- [PROBLEM REQUIREMENTS]: Tally the lines of the material below that contain the string "light", treating uppercase and lowercase as different, and give only that number.
====== ENTRIES ======
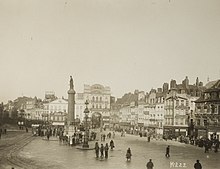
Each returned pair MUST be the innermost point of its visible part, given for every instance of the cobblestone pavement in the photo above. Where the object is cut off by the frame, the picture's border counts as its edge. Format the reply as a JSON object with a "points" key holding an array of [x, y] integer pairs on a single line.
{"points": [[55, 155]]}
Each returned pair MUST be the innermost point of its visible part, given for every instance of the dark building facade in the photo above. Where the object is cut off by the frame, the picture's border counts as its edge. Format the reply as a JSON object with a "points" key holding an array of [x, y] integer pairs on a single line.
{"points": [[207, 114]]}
======
====== ENTRIES ======
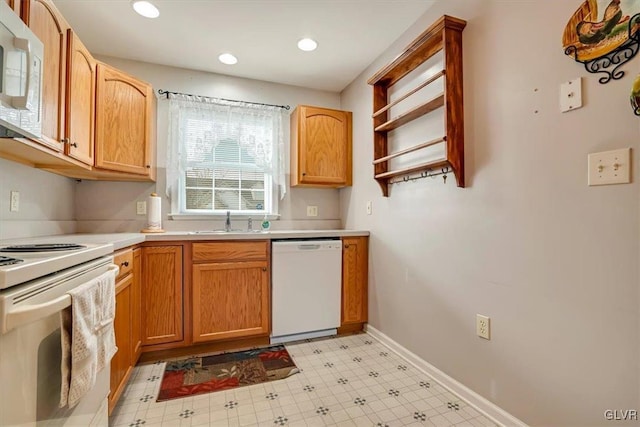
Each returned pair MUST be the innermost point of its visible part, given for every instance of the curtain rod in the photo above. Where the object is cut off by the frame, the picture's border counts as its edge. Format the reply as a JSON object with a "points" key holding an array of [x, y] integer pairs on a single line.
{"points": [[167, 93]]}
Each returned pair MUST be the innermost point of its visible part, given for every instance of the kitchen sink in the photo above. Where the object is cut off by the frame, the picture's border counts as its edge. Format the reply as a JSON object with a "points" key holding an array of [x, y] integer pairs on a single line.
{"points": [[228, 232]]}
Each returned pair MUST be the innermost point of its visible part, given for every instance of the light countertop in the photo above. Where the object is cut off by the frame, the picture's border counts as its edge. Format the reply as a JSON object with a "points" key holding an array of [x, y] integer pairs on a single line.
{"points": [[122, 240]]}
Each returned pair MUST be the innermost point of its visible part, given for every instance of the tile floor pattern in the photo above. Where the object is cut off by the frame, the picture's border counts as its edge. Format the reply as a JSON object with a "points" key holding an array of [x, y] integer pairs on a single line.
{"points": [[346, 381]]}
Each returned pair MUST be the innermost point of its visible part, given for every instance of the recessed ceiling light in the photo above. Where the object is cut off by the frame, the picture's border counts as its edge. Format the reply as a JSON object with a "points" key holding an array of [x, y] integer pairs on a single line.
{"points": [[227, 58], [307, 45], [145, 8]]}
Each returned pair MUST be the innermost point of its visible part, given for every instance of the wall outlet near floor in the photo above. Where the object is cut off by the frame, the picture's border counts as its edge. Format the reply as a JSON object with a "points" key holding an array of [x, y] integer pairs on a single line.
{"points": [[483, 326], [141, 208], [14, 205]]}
======
- [TASK OUTPUT]: 2